§ The task: Give back every one of the entries below word for word, but leave the pictures out of your answer.

(Entries drawn from a collection)
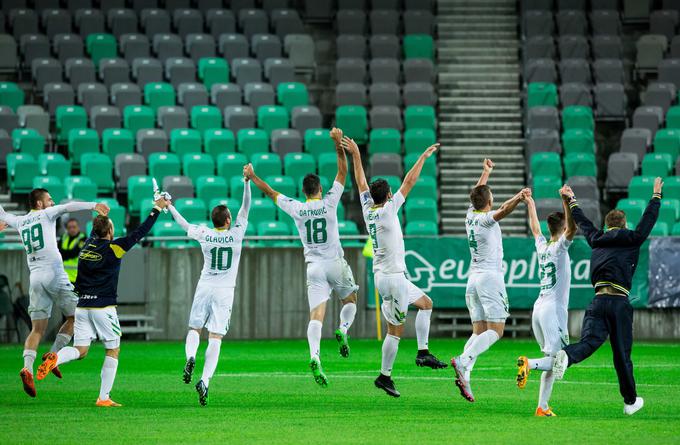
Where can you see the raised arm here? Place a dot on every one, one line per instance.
(336, 135)
(413, 174)
(359, 176)
(510, 205)
(488, 167)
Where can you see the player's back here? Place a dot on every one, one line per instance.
(485, 241)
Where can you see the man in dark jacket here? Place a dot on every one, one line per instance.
(612, 266)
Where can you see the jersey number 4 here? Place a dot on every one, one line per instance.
(32, 238)
(218, 261)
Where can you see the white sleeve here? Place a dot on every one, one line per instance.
(55, 212)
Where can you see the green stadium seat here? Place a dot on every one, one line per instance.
(101, 46)
(416, 140)
(546, 187)
(185, 141)
(429, 168)
(218, 140)
(420, 116)
(99, 168)
(670, 211)
(425, 187)
(54, 164)
(53, 184)
(673, 117)
(206, 118)
(272, 118)
(633, 208)
(251, 141)
(641, 187)
(657, 164)
(422, 228)
(667, 140)
(162, 165)
(292, 94)
(354, 122)
(212, 70)
(546, 164)
(80, 187)
(542, 94)
(139, 189)
(191, 209)
(418, 46)
(138, 117)
(81, 141)
(578, 140)
(384, 140)
(196, 165)
(29, 141)
(230, 165)
(68, 117)
(298, 165)
(211, 187)
(282, 184)
(317, 141)
(577, 116)
(266, 164)
(11, 95)
(158, 94)
(421, 209)
(580, 164)
(116, 141)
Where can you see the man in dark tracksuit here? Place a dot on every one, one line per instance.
(612, 265)
(97, 289)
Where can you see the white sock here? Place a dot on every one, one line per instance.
(191, 345)
(479, 345)
(347, 314)
(423, 327)
(108, 376)
(212, 355)
(67, 354)
(547, 379)
(390, 348)
(29, 358)
(60, 341)
(541, 364)
(314, 338)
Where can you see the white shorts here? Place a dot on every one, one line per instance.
(97, 322)
(486, 298)
(211, 308)
(324, 277)
(49, 287)
(397, 293)
(549, 322)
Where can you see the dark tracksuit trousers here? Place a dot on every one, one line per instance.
(609, 315)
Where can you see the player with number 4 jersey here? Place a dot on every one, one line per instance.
(214, 296)
(327, 271)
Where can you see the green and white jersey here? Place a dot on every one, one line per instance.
(385, 230)
(38, 233)
(485, 241)
(554, 270)
(317, 224)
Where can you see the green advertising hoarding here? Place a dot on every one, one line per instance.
(440, 267)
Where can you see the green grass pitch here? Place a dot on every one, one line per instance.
(263, 392)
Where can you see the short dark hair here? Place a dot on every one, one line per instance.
(35, 196)
(480, 196)
(615, 218)
(219, 215)
(311, 184)
(555, 222)
(379, 189)
(101, 226)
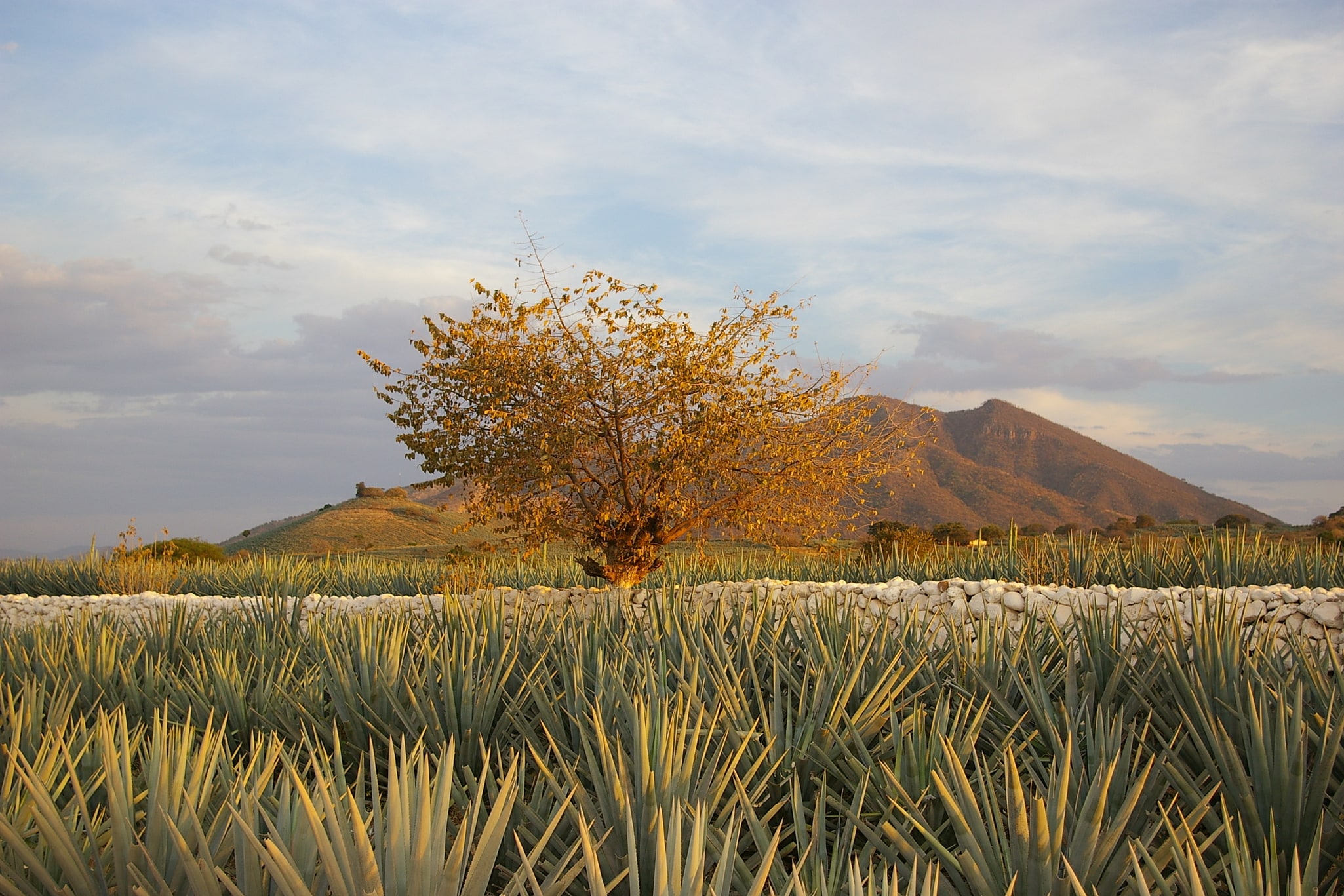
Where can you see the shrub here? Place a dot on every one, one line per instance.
(951, 534)
(1122, 526)
(189, 550)
(890, 536)
(991, 532)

§ Task answer:
Where can you see the raised arm here? Place a dot on every one, one line per instance.
(336, 135)
(413, 174)
(359, 176)
(510, 205)
(488, 167)
Where can you see the player's back here? Place a dot on every one, one line per instance.
(485, 241)
Where can you see the man in dark jacket here? Place a dot on every one, one line per instance.
(612, 266)
Where can you see the jersey number 4 here? Place a dot on every one, one line per instance.
(32, 238)
(218, 261)
Where can you see the white sleeve here? Place a dot on every one, one line per instance.
(55, 212)
Where can you see the green stadium seat here? Place a dot on every one, one line per instance.
(101, 46)
(416, 140)
(546, 187)
(185, 141)
(429, 168)
(218, 140)
(420, 116)
(99, 168)
(670, 211)
(425, 187)
(54, 164)
(53, 184)
(673, 117)
(206, 118)
(272, 118)
(633, 208)
(251, 141)
(641, 187)
(657, 164)
(422, 228)
(667, 140)
(162, 165)
(292, 94)
(354, 122)
(212, 70)
(546, 164)
(80, 187)
(542, 94)
(139, 189)
(191, 209)
(418, 46)
(138, 117)
(81, 141)
(578, 140)
(384, 140)
(196, 165)
(29, 141)
(230, 165)
(68, 117)
(298, 165)
(211, 187)
(282, 184)
(317, 141)
(577, 116)
(266, 164)
(11, 95)
(158, 94)
(421, 209)
(580, 164)
(116, 141)
Where can you see the man in dark tracksuit here? Place a dot on every one, one line per instance.
(612, 265)
(97, 289)
Where can you see the white sock here? Place a dot on every one, one line per instance.
(191, 345)
(479, 345)
(347, 314)
(423, 327)
(108, 376)
(212, 355)
(67, 354)
(547, 379)
(390, 348)
(29, 358)
(60, 341)
(541, 364)
(314, 338)
Where can you see the white shorts here? Place a dot on every one, one line per instance.
(97, 322)
(486, 298)
(211, 308)
(324, 277)
(49, 287)
(397, 293)
(549, 322)
Where can you see the dark tracksuit trousers here? Place a dot on every one, one line per instance.
(609, 315)
Where can you see the player with number 4 jersey here? Place a dot on every one, one line per instance.
(214, 296)
(327, 271)
Where can you see the green and white jersey here? Place a dot on every one, one line per instance.
(385, 230)
(38, 233)
(485, 241)
(554, 270)
(317, 224)
Where can you see the green advertising hoarding here? Place a dot on every one, one line per instance.
(440, 267)
Where can you see the green grass pitch here? Place a dot on every one, one line per instance.
(263, 392)
Where can you see the short dark hair here? Place a dot on every one, one line per instance.
(35, 196)
(480, 196)
(615, 218)
(219, 215)
(311, 184)
(555, 222)
(379, 189)
(101, 226)
Where can you see the shrub here? Place a dot on every one, one line per instance.
(951, 534)
(1122, 526)
(189, 550)
(890, 536)
(991, 532)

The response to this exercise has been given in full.